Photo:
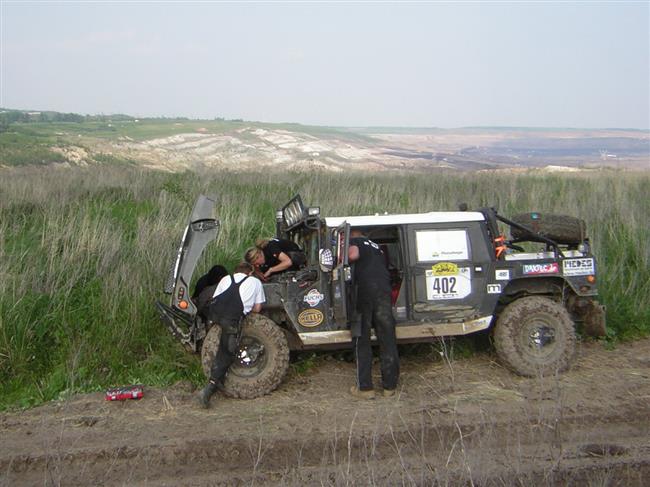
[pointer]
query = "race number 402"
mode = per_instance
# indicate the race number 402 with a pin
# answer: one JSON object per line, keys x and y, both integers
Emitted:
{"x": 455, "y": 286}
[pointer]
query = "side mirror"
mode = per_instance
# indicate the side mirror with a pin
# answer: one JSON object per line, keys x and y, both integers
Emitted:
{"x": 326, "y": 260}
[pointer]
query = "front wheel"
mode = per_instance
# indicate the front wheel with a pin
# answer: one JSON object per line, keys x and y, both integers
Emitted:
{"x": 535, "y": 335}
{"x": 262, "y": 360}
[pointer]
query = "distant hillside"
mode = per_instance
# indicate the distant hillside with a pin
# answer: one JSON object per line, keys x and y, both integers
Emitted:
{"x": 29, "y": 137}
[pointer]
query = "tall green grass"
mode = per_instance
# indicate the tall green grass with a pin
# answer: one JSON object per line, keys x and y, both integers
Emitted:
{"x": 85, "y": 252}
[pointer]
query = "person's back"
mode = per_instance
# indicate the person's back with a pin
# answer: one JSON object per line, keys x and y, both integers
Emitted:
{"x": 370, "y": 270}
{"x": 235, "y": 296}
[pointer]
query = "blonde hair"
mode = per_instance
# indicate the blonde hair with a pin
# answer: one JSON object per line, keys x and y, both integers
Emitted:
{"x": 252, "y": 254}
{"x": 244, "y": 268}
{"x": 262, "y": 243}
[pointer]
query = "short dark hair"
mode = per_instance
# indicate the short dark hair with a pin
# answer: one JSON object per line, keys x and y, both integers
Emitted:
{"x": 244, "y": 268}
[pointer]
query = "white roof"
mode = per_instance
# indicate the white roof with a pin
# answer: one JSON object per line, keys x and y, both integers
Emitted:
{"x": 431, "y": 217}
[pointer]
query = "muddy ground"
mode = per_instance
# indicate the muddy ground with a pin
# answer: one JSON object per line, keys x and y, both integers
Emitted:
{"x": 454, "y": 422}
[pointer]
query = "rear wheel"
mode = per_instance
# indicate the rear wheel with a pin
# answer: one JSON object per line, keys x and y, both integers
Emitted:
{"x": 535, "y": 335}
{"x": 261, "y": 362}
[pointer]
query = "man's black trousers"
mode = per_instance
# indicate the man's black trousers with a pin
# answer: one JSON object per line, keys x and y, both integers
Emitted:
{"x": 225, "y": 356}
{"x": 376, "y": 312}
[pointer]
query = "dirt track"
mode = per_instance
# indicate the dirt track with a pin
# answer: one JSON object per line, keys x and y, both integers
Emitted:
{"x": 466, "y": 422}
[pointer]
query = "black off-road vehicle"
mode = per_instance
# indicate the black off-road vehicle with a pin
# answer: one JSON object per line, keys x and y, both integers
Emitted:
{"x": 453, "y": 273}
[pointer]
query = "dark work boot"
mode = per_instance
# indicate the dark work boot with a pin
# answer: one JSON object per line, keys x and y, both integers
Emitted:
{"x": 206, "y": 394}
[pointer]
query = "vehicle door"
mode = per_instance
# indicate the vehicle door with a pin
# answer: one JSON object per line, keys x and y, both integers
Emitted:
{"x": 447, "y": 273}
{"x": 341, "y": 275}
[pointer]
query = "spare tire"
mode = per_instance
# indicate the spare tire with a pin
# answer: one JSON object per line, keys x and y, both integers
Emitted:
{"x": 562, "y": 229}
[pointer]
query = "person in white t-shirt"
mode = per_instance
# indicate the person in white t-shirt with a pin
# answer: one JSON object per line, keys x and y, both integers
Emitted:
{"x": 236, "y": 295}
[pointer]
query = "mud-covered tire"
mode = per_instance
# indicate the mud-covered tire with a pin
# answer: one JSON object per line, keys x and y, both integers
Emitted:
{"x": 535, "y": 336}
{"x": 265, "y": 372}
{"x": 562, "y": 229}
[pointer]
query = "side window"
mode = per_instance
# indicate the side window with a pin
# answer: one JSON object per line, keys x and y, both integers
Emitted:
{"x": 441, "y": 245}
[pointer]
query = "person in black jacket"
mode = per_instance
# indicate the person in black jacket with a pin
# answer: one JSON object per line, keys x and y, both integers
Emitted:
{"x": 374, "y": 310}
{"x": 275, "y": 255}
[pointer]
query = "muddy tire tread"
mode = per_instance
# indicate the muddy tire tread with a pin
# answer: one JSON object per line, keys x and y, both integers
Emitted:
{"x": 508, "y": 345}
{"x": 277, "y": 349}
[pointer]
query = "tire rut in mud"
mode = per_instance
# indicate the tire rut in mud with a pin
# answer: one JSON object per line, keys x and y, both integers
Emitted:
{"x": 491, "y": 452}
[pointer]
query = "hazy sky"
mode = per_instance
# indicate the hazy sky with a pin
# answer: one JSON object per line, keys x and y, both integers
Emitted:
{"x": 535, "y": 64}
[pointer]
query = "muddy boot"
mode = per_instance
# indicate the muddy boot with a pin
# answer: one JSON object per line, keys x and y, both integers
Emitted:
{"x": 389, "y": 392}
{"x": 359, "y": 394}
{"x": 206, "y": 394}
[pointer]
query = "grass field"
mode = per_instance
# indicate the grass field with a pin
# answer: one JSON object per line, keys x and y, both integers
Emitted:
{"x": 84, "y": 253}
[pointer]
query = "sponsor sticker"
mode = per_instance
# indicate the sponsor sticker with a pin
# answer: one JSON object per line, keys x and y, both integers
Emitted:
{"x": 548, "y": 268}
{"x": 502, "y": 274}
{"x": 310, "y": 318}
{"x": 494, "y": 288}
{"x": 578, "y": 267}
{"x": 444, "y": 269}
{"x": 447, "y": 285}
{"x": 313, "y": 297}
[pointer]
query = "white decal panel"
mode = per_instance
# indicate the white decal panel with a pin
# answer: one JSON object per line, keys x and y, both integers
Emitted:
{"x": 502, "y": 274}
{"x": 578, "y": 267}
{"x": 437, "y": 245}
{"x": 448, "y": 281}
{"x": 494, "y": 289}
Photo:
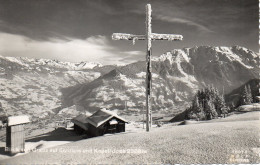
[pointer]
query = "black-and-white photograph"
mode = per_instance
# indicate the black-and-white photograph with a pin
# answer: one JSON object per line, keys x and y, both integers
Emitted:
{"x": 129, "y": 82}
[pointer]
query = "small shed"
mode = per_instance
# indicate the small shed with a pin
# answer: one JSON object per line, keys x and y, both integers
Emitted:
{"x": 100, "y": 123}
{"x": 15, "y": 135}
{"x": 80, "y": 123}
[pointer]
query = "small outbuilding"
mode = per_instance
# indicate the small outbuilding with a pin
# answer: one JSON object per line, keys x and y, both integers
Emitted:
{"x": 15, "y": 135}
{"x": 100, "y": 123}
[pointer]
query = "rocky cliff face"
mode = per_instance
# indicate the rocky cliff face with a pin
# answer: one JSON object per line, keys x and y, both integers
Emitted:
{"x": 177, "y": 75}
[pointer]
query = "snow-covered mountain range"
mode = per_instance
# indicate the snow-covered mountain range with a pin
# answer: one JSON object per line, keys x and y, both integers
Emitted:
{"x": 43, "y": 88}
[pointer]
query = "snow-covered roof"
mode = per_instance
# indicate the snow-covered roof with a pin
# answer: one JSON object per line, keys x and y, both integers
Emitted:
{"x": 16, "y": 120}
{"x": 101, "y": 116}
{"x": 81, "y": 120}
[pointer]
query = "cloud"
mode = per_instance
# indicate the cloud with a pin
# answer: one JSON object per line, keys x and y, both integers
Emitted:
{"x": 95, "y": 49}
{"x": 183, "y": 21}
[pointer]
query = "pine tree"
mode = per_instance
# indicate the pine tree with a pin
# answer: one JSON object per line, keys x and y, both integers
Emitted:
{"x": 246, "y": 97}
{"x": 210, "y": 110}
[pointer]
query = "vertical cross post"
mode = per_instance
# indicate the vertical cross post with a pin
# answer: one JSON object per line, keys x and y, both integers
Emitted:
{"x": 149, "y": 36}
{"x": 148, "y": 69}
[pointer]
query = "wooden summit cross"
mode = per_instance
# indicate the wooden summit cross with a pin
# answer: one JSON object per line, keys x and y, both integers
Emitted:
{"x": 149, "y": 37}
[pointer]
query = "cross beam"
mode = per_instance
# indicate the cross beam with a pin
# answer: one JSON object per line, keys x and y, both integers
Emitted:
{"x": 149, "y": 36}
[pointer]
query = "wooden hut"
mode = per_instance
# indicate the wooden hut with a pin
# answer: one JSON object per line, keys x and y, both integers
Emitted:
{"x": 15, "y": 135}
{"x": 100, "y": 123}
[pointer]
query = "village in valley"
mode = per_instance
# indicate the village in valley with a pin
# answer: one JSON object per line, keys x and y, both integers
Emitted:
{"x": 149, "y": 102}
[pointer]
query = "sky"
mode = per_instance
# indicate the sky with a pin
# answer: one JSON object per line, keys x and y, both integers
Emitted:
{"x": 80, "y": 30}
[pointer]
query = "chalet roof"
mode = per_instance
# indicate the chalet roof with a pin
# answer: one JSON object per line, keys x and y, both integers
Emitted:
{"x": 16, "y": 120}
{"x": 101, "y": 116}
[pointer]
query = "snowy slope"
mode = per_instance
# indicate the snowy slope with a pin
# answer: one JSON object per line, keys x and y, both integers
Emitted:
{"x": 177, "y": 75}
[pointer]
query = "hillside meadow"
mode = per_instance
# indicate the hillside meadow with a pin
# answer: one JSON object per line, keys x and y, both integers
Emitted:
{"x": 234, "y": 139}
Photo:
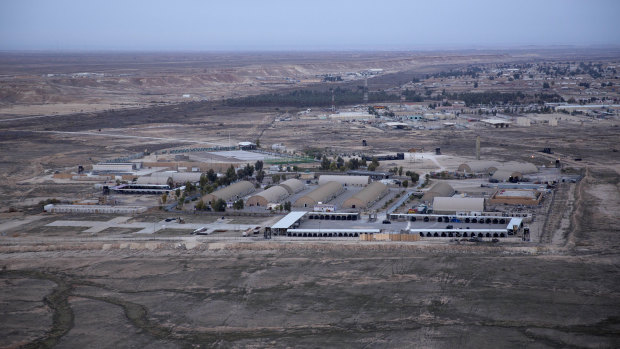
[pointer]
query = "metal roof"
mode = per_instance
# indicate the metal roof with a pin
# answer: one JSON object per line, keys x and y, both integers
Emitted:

**********

Task statement:
The word "outbuilding": say how many lines of the records hold it, and give nothing but the number.

Response for this exercise:
2